-- THE TASK --
Please recast all of the material below as a Markdown table with two columns, Row and Line, putting each nonblank line in its own numbered row and leaving out blank lines.
......
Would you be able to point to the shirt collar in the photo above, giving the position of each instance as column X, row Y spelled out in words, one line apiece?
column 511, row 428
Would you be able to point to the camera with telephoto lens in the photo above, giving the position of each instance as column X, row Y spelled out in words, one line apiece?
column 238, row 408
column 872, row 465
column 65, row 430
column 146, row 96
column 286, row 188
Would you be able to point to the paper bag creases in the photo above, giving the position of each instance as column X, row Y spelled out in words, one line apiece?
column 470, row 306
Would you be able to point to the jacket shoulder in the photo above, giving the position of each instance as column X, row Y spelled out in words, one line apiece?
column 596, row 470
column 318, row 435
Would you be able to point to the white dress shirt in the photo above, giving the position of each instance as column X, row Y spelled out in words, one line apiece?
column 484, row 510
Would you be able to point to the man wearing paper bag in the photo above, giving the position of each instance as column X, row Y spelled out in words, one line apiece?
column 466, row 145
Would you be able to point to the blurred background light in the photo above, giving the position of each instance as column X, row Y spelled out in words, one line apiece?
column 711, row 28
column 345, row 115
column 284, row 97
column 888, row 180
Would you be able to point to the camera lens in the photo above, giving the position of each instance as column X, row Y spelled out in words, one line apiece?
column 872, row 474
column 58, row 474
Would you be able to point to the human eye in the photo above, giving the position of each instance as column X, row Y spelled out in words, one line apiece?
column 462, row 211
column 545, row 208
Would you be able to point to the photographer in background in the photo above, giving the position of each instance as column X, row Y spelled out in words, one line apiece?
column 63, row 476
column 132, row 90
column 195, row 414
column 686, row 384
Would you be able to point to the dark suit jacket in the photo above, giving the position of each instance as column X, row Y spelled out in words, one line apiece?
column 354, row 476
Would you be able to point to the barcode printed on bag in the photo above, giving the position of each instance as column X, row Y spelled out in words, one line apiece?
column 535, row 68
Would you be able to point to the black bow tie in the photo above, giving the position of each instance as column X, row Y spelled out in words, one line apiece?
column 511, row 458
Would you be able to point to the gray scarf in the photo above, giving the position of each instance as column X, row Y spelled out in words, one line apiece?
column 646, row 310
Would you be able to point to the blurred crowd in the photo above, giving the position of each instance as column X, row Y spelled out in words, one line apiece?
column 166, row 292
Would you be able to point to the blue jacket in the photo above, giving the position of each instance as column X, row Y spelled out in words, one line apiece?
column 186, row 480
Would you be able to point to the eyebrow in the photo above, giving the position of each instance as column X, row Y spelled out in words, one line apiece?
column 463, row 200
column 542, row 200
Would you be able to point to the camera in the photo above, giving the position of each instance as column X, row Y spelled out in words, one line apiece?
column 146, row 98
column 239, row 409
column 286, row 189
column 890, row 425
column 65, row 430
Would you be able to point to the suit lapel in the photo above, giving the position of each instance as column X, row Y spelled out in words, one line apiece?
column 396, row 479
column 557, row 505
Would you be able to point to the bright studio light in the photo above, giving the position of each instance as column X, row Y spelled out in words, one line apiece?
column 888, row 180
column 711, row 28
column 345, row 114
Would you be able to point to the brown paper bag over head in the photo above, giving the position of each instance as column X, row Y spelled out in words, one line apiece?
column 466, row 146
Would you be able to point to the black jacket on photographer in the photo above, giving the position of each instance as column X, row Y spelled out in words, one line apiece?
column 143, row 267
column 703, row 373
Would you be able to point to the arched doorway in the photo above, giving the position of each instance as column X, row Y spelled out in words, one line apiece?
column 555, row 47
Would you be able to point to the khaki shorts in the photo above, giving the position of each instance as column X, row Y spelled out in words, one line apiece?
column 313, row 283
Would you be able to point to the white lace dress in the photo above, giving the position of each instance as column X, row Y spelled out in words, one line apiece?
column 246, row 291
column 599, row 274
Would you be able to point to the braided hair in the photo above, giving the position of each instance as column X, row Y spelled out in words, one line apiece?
......
-- SOLUTION BELOW --
| Row | Line |
|---|---|
| 1 | Would you be able to point to the shirt collar in the photo above, giving the position of each instance as column X, row Y spelled out in words, one line apiece? |
| 2 | column 511, row 428 |
| 3 | Would you be able to point to the camera with telephoto lens in the photo above, giving the position of each instance as column X, row Y spelled out in words, one line apiece? |
| 4 | column 238, row 408 |
| 5 | column 872, row 465 |
| 6 | column 65, row 430 |
| 7 | column 146, row 96 |
| 8 | column 286, row 188 |
| 9 | Would you be able to point to the paper bag creases in the photo above, giving the position of each instance as column X, row Y spelled out in words, one line apiece? |
| 10 | column 470, row 306 |
| 11 | Would you be able to point to the jacket shoulder in the photo above, giving the position of each instance as column X, row Y spelled out in words, one line apiece? |
| 12 | column 596, row 470 |
| 13 | column 318, row 435 |
| 14 | Would you be able to point to the white dress shirt in the photo above, giving the position of each instance as column X, row Y spelled out in words, one line apiece? |
| 15 | column 484, row 510 |
| 16 | Would you be able to point to the man wearing paper bag in the photo above, giving the position of each instance as column X, row Y spelled out in words, one line apiece? |
| 17 | column 466, row 145 |
| 18 | Would you be able to point to the blurred background light in the photo above, giving the position of each instance as column X, row Y spelled out in words, one line apiece? |
| 19 | column 711, row 28 |
| 20 | column 345, row 115 |
| 21 | column 284, row 97 |
| 22 | column 888, row 180 |
| 23 | Would you be able to point to the camera lens in the photo above, giving the position of each instance as column X, row Y spelled out in words, one line apiece? |
| 24 | column 872, row 474 |
| 25 | column 58, row 474 |
| 26 | Would you be able to point to the human eye in the photo above, giving the position of each instance as column X, row Y spelled out in words, one line apiece? |
| 27 | column 462, row 211 |
| 28 | column 545, row 208 |
| 29 | Would you be able to point to the photographer in background in the photo above, giving the position of each instance as column X, row Y spelled out in words, one line apiece? |
| 30 | column 63, row 476 |
| 31 | column 132, row 90 |
| 32 | column 195, row 414 |
| 33 | column 686, row 384 |
| 34 | Would you be able to point to the dark suit jacket in the photo above, giving the position of each instance as column X, row Y spelled out in words, one line apiece? |
| 35 | column 354, row 476 |
| 36 | Would you be able to point to the barcode printed on bag in the photo above, giving the position of each instance as column X, row Y spelled out in words, one line apiece? |
| 37 | column 535, row 68 |
| 38 | Would you be able to point to the black bow tie in the photo above, giving the position of each instance as column X, row Y spelled out in words, one line apiece? |
| 39 | column 511, row 458 |
| 40 | Would you be able to point to the gray scarf in the photo above, giving the position of each instance as column X, row Y spelled out in words, one line apiece? |
| 41 | column 646, row 310 |
| 42 | Would you be able to point to the blurred crowd in the photo above, giving the position of each instance as column X, row Y spelled out in words, one line apiece? |
| 43 | column 166, row 292 |
| 44 | Would you be able to point to the blue jacket in the photo above, giving the position of each instance as column X, row Y spelled out in words, one line apiece? |
| 45 | column 186, row 480 |
| 46 | Would you be able to point to the eyebrow in the photo above, giving the position of each instance as column X, row Y spelled out in words, one line apiece? |
| 47 | column 463, row 200 |
| 48 | column 542, row 200 |
| 49 | Would you be able to point to the camera in the photo above, giving the position of each instance as column X, row Y spelled out in words, one line apiece? |
| 50 | column 146, row 98 |
| 51 | column 239, row 409 |
| 52 | column 286, row 189 |
| 53 | column 890, row 425 |
| 54 | column 65, row 430 |
| 55 | Would you be able to point to the suit lapel in the photo above, giving the position of each instance as column X, row Y spelled out in words, one line apiece? |
| 56 | column 396, row 479 |
| 57 | column 557, row 505 |
| 58 | Would you be able to point to the bright studio light in the photo above, giving the position of each instance as column X, row Y spelled out in words, one line apiece? |
| 59 | column 888, row 180 |
| 60 | column 711, row 28 |
| 61 | column 345, row 114 |
| 62 | Would you be able to point to the brown paper bag over head in the photo above, giving the position of each instance as column X, row Y spelled out in words, one line apiece? |
| 63 | column 466, row 146 |
| 64 | Would you be able to point to the black jacket on photographer in the photo above, giving the position of each instance as column X, row Y spelled out in words, one line apiece? |
| 65 | column 143, row 267 |
| 66 | column 703, row 373 |
| 67 | Would you be able to point to the arched doorway in the photo above, giving the position of each instance as column X, row Y spelled out in words, one line apiece? |
| 68 | column 555, row 47 |
| 69 | Would you be able to point to the khaki shorts in the photo above, giving the position of each instance as column X, row Y spelled out in words, one line apiece? |
| 70 | column 313, row 283 |
| 71 | Would you be able to point to the white lace dress in the photo above, giving the position of each instance as column X, row Y spelled out in words, one line apiece? |
| 72 | column 246, row 291 |
| 73 | column 599, row 274 |
| 74 | Would you be able to point to the braided hair in the photo above, giving the position of each instance as column X, row Y spelled out in words, one line apiece? |